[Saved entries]
· · ·

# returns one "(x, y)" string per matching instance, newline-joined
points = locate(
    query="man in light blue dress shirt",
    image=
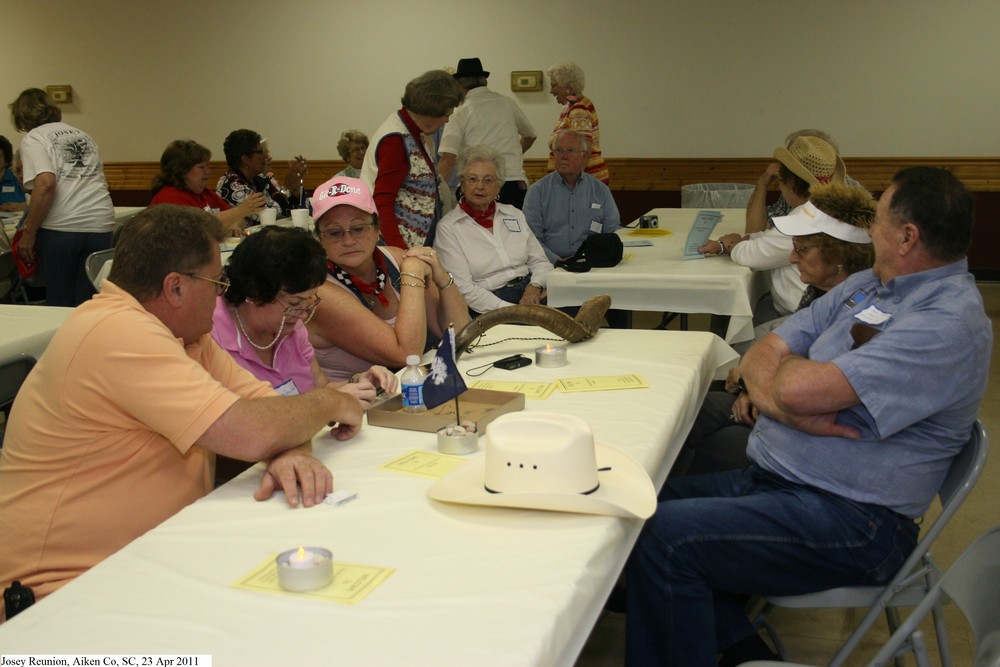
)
(859, 405)
(568, 205)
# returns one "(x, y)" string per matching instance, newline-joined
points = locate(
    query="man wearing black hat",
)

· · ·

» **Goal of the exercise**
Return every line shown above without changing a word, and skip the pictures.

» **Output below**
# returns one "(x, y)" string per matching instance, newline-joined
points = locate(
    query="man in light blue dress shirt",
    image=
)
(859, 405)
(568, 205)
# returns one "(x, y)" string per matching instance, newline-joined
points = locate(
    query="man wearing black hat",
)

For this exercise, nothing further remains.